## Page excerpt
The Airbus Helicopters H160 was first revealed to the public in 2011, at which point it was referred to by company representatives by the designation X4—a designation which implied it to be a follow-on from the Eurocopter X3, a high-speed hybrid helicopter technology demonstrator. Speaking in early 2011, Eurocopter (later renamed as Airbus Helicopters) chief Lutz Bertling declared that the X4 would be a "game changer", contrasting significance of the innovations it would feature with Airbus' development of fly-by-wire controls. Early features alluded to include Blue Edge active tracking rotor blades, advanced pilot assistance functionality, and reduced vibration to "near-jet" levels of smoothness. The X4 was also described as having a "radically different" cockpit, Bertling stating that "The cockpit as we know it today will not be there". It was also announced that the X4 would be introduced in two stages: an interim model in 2017 with some of the advanced features absent, and a more advanced model following in 2020.

## Goal of the exercise
According to the helicopter text, in what year was the Airbus Helicopters H160 first revealed to the public?

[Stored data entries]

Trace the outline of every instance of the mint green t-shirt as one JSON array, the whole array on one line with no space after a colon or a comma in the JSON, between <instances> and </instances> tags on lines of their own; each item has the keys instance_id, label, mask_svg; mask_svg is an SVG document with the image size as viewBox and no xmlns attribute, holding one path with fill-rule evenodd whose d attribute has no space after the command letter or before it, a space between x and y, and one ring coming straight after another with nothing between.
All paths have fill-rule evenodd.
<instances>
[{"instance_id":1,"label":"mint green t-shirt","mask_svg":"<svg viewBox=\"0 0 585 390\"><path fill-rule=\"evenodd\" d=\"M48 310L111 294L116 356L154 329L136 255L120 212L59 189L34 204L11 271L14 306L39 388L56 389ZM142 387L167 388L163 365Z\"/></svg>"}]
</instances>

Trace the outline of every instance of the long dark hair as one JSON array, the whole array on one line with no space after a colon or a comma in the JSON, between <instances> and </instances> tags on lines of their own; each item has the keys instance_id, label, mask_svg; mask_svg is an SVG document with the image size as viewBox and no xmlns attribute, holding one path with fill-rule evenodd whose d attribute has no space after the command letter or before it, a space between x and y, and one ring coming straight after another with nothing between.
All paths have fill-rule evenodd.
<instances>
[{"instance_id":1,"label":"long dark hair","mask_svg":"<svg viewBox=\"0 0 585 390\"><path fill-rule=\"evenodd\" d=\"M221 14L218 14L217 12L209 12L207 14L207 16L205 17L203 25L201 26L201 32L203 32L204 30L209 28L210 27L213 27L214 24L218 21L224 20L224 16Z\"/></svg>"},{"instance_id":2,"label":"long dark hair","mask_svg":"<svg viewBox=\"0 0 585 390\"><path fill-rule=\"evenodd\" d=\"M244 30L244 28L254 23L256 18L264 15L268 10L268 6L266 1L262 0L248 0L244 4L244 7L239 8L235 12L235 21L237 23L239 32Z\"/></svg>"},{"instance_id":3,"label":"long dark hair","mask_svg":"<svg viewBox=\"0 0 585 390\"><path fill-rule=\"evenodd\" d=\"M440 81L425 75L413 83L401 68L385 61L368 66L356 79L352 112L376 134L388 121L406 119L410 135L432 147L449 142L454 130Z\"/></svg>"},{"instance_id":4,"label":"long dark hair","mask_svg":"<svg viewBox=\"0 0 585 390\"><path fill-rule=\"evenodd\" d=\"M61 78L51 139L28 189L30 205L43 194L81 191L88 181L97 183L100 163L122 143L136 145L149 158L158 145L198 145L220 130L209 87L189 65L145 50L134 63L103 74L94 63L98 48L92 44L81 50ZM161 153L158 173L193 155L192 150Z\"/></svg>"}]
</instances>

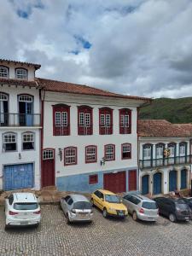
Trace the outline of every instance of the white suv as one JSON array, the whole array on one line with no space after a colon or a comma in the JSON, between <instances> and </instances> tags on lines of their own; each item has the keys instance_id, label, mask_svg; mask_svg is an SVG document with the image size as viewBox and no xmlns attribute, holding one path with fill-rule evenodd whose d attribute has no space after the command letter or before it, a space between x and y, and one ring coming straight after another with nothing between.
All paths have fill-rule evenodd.
<instances>
[{"instance_id":1,"label":"white suv","mask_svg":"<svg viewBox=\"0 0 192 256\"><path fill-rule=\"evenodd\" d=\"M5 201L5 228L9 226L38 225L41 210L32 193L13 193Z\"/></svg>"}]
</instances>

## Your response
2011